** Start Material for the task **

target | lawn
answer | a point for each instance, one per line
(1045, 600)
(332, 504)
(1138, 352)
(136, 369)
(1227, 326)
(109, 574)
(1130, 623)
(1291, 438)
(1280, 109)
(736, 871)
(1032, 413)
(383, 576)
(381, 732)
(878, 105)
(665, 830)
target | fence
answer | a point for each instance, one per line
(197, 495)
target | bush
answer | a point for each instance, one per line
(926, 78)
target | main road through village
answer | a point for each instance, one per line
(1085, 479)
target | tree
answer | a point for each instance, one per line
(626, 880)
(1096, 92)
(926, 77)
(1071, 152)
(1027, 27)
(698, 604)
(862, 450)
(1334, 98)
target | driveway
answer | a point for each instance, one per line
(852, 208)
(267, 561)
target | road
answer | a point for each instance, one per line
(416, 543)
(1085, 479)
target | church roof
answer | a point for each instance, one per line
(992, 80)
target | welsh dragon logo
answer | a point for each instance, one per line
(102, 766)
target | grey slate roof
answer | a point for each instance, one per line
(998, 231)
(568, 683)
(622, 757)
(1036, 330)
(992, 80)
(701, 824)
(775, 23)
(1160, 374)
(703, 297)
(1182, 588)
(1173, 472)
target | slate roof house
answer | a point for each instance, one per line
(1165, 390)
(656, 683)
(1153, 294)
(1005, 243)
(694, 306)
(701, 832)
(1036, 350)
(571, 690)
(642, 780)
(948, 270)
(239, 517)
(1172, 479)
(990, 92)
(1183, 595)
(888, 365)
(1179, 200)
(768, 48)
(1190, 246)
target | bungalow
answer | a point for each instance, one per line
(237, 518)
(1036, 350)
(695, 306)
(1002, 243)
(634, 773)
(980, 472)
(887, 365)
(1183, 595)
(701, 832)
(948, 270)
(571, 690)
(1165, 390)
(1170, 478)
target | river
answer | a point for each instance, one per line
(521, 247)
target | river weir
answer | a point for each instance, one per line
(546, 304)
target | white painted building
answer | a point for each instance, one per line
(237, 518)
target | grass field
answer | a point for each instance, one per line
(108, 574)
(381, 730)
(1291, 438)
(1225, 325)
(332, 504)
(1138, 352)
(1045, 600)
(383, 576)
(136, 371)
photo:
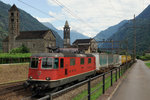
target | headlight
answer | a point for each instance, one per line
(47, 78)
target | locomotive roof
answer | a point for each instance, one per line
(61, 55)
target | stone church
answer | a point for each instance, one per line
(36, 41)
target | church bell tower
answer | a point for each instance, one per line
(66, 35)
(13, 26)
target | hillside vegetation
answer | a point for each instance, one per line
(27, 22)
(125, 32)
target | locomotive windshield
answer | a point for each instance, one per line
(47, 63)
(34, 63)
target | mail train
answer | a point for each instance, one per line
(52, 70)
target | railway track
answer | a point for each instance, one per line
(6, 88)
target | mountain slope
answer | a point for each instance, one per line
(27, 22)
(73, 34)
(142, 33)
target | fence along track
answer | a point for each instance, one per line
(119, 70)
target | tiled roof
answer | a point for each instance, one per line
(13, 8)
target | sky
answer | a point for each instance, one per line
(88, 17)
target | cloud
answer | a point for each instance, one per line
(91, 16)
(44, 19)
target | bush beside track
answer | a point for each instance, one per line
(13, 73)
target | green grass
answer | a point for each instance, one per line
(98, 93)
(148, 64)
(17, 55)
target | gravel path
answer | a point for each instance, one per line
(136, 85)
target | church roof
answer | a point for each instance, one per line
(31, 35)
(13, 8)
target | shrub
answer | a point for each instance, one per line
(21, 49)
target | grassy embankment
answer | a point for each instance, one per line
(16, 55)
(98, 93)
(13, 72)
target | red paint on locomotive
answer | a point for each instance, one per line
(65, 69)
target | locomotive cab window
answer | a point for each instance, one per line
(47, 63)
(56, 63)
(89, 60)
(82, 61)
(61, 63)
(34, 63)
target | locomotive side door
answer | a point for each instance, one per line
(62, 67)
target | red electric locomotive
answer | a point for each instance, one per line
(50, 70)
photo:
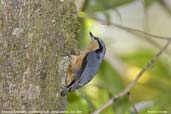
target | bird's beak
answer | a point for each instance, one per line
(92, 37)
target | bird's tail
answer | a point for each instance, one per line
(64, 91)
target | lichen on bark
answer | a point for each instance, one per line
(36, 38)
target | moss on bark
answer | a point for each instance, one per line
(36, 36)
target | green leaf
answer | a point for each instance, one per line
(101, 5)
(110, 79)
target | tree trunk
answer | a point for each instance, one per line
(35, 38)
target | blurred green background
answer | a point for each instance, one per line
(127, 53)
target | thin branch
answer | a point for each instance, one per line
(135, 30)
(132, 104)
(131, 85)
(125, 28)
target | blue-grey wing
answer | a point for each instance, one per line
(93, 63)
(89, 68)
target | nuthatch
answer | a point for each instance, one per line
(84, 66)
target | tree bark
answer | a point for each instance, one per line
(36, 37)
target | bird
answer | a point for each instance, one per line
(84, 66)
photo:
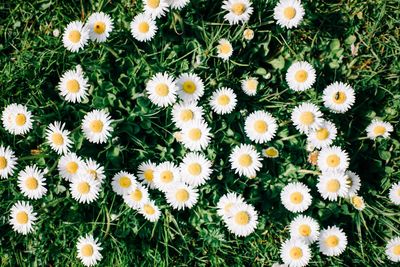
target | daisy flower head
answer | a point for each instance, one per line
(295, 253)
(260, 127)
(339, 97)
(223, 101)
(196, 135)
(332, 185)
(243, 220)
(162, 90)
(306, 117)
(191, 87)
(333, 158)
(58, 138)
(245, 160)
(332, 241)
(76, 36)
(89, 249)
(239, 11)
(8, 162)
(379, 128)
(143, 27)
(289, 13)
(96, 126)
(17, 119)
(31, 182)
(73, 85)
(224, 49)
(296, 197)
(100, 26)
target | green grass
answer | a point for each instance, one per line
(32, 60)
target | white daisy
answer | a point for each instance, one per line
(96, 126)
(143, 27)
(300, 76)
(296, 197)
(8, 162)
(338, 97)
(245, 160)
(195, 169)
(73, 85)
(223, 101)
(17, 119)
(22, 217)
(162, 89)
(76, 36)
(196, 135)
(379, 128)
(260, 126)
(58, 138)
(304, 228)
(31, 182)
(89, 250)
(295, 253)
(289, 13)
(332, 241)
(239, 11)
(333, 159)
(100, 26)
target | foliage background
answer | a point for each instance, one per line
(32, 60)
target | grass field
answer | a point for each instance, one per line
(351, 41)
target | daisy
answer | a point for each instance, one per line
(162, 90)
(146, 173)
(306, 117)
(338, 97)
(123, 183)
(333, 159)
(73, 85)
(195, 169)
(393, 249)
(182, 196)
(184, 113)
(31, 182)
(332, 185)
(8, 162)
(166, 175)
(260, 126)
(89, 250)
(76, 36)
(17, 119)
(58, 138)
(379, 128)
(143, 27)
(70, 165)
(295, 253)
(239, 11)
(22, 217)
(288, 13)
(223, 101)
(150, 211)
(84, 189)
(249, 86)
(224, 49)
(96, 126)
(304, 228)
(196, 135)
(323, 135)
(300, 76)
(332, 241)
(245, 160)
(100, 26)
(296, 197)
(243, 220)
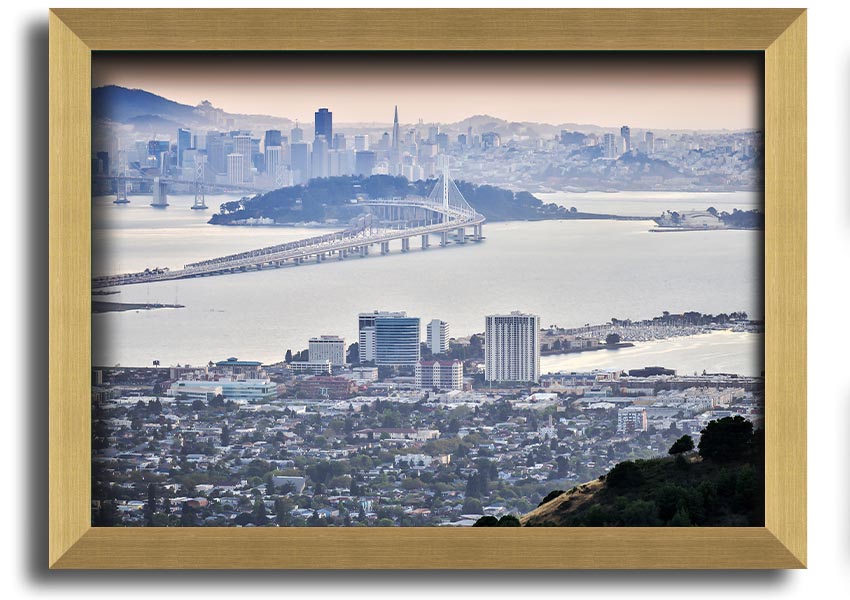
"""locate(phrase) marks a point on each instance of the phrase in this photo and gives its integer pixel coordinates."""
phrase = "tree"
(550, 496)
(108, 514)
(681, 518)
(472, 506)
(259, 513)
(509, 521)
(188, 516)
(150, 507)
(682, 445)
(487, 521)
(352, 355)
(625, 475)
(727, 439)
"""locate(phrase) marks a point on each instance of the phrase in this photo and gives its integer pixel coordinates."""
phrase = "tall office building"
(397, 340)
(512, 347)
(327, 347)
(440, 374)
(319, 158)
(364, 162)
(626, 134)
(273, 161)
(395, 148)
(361, 142)
(184, 142)
(272, 138)
(296, 134)
(300, 153)
(236, 168)
(609, 145)
(244, 145)
(388, 338)
(324, 124)
(216, 152)
(437, 336)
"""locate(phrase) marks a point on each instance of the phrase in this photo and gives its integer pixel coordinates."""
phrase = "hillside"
(124, 105)
(711, 489)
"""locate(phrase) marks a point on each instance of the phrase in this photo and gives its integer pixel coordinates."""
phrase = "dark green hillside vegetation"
(331, 198)
(721, 485)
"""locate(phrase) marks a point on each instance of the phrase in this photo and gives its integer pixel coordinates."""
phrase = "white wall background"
(24, 243)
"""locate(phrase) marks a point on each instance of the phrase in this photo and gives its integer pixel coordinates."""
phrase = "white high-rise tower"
(512, 347)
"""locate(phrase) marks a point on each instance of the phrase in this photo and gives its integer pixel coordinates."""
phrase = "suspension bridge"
(444, 215)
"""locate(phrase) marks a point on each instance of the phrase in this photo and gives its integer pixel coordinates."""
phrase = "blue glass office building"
(396, 340)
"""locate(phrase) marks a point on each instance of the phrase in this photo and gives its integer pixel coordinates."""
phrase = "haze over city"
(697, 92)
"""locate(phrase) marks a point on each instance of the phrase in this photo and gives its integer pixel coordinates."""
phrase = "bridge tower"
(200, 201)
(121, 182)
(160, 193)
(446, 179)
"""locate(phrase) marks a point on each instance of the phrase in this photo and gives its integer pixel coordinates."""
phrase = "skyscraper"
(339, 142)
(272, 138)
(273, 161)
(388, 338)
(396, 139)
(512, 347)
(626, 134)
(297, 134)
(244, 146)
(216, 151)
(319, 158)
(397, 340)
(324, 124)
(300, 153)
(609, 145)
(361, 142)
(235, 168)
(364, 162)
(437, 336)
(184, 142)
(395, 148)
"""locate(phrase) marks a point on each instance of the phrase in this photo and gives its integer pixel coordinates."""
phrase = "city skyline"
(696, 92)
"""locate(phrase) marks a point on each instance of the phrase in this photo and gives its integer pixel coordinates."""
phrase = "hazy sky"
(643, 90)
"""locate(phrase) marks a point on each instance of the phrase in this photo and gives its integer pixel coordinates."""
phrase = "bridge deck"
(292, 252)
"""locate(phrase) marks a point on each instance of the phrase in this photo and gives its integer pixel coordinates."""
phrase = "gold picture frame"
(75, 544)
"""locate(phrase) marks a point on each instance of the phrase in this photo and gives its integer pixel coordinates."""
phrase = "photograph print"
(430, 289)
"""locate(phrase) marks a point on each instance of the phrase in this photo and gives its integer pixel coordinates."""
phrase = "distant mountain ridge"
(150, 112)
(123, 105)
(145, 110)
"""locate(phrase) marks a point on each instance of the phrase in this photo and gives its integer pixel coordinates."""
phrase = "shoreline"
(99, 306)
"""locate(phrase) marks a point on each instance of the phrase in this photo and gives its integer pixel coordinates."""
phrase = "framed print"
(516, 289)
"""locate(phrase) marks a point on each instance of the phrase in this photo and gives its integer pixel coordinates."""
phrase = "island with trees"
(721, 484)
(333, 200)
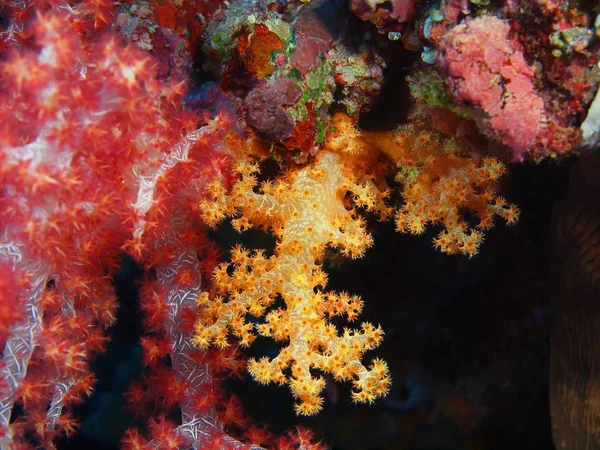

** End Material for the task **

◆ **Description of the task**
Identify every line in the items above that contains the string "road" and copy each such line.

◆ **Answer for the task**
target | main road through village
target | road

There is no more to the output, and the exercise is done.